-- Entries start --

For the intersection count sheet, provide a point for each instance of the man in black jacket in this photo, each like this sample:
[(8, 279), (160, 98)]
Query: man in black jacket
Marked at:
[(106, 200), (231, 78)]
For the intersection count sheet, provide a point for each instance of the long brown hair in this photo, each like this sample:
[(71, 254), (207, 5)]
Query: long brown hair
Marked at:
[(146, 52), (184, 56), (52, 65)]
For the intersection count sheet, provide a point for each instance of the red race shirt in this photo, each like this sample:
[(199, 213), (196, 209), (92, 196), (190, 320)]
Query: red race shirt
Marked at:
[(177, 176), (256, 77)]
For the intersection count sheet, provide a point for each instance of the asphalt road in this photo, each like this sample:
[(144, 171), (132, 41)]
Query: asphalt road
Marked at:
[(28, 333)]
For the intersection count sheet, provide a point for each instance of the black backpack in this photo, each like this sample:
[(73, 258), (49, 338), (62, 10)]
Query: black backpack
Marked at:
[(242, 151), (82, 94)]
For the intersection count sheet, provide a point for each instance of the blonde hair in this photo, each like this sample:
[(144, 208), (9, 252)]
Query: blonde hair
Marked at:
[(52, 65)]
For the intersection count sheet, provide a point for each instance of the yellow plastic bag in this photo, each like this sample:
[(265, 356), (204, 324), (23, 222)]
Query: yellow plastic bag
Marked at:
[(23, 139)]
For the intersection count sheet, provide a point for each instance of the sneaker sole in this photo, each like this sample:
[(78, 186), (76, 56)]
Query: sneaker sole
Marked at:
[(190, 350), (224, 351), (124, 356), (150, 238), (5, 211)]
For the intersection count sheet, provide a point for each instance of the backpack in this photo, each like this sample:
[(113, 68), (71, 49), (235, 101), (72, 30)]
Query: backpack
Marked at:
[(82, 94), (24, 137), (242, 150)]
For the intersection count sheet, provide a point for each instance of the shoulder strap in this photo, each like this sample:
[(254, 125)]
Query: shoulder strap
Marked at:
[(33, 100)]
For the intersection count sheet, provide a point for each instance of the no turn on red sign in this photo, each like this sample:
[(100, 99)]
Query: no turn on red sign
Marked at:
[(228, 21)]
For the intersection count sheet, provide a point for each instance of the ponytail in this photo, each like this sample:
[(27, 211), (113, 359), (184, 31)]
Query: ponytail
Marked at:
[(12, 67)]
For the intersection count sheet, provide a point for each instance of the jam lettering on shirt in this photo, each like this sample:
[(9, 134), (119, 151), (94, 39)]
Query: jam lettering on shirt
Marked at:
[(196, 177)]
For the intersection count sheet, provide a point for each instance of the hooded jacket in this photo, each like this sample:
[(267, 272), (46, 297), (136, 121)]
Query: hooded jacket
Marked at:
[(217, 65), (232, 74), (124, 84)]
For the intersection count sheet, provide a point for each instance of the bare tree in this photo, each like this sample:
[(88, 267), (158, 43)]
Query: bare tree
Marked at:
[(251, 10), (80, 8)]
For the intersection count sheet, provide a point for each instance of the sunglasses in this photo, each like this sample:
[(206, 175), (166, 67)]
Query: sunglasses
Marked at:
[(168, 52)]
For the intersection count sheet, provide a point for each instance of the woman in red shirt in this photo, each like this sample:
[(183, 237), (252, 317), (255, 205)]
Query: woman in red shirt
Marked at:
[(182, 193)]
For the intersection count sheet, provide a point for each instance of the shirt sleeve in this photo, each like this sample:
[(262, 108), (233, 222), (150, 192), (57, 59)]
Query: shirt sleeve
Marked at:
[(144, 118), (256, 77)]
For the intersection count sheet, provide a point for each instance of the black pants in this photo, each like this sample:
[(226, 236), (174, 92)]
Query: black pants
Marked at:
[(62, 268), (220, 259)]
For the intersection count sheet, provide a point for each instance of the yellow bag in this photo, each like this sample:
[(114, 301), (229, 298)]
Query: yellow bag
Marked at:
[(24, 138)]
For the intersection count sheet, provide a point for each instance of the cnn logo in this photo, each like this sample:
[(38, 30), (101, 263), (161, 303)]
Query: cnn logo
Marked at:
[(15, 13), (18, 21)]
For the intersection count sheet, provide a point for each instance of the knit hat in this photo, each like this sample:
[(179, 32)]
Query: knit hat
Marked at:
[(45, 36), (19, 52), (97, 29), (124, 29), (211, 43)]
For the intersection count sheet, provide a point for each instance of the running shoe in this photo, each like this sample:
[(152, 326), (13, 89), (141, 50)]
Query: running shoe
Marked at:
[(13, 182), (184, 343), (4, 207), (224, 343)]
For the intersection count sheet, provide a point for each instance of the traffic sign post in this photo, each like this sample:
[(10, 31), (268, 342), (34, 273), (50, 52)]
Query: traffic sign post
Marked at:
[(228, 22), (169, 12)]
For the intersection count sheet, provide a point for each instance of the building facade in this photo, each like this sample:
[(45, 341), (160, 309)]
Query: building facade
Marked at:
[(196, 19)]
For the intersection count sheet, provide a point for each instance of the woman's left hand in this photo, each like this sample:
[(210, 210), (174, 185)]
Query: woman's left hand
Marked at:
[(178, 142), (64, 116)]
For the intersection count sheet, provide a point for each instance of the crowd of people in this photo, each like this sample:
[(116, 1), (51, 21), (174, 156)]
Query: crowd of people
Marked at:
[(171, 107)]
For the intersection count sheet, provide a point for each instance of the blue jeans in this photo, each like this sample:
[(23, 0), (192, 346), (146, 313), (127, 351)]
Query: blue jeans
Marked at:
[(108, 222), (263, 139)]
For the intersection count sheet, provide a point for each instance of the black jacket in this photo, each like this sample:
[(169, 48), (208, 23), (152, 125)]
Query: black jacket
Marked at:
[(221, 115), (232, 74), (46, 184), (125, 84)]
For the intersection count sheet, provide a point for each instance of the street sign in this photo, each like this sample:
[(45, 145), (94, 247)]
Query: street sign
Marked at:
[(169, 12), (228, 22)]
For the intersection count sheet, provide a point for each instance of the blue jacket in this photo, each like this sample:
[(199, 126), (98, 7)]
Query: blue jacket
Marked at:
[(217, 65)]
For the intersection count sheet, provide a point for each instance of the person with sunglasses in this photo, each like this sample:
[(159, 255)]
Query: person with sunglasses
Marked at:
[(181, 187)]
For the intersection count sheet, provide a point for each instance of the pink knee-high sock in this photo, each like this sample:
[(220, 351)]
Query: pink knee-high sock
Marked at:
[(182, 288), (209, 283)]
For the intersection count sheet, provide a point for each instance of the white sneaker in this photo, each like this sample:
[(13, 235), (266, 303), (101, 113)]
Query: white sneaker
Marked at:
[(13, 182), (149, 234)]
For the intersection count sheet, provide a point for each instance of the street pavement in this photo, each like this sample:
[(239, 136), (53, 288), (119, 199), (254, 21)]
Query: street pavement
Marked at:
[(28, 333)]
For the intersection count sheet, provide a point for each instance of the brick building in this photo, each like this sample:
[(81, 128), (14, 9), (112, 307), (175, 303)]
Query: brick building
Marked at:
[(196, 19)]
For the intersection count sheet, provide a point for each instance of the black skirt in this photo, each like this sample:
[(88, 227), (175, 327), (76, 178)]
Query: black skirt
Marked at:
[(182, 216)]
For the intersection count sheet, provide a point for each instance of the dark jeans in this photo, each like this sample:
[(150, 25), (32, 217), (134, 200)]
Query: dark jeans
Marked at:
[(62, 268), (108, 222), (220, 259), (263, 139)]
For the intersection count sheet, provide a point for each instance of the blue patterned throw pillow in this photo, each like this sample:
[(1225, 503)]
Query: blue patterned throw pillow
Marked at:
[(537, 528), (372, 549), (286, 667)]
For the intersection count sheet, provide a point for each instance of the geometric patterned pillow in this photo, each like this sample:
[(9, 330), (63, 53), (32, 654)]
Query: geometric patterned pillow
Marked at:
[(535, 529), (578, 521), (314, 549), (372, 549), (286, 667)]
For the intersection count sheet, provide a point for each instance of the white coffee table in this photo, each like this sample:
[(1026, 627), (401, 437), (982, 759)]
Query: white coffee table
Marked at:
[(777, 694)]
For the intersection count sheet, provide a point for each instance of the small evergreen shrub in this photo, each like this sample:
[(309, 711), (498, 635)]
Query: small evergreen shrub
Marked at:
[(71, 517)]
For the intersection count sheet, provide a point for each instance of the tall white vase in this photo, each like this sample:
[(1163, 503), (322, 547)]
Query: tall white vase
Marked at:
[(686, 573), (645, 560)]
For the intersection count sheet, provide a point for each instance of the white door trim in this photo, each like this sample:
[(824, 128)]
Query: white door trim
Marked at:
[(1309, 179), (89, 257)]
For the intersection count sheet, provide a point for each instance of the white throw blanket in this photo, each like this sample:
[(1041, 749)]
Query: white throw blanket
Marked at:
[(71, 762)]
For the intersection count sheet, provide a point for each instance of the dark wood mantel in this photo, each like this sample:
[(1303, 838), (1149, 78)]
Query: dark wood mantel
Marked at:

-- Entries end --

# What you need to do
Rescale the material starting at the line containing "the cnn logo" and ending at the line containing "[(15, 13), (18, 21)]", reproducing every line in full. Multiply only the marked answer coordinates by 1.8 and round to whole numbers with halves rounded up; leave all other text and the sample coordinates unchanged.

# Answer to the task
For the intersection count sheet, provide a point for each instance of the cnn logo in this photo, each like this sample:
[(38, 30), (101, 263), (161, 303)]
Query: cnn logo
Marked at:
[(27, 23), (32, 38)]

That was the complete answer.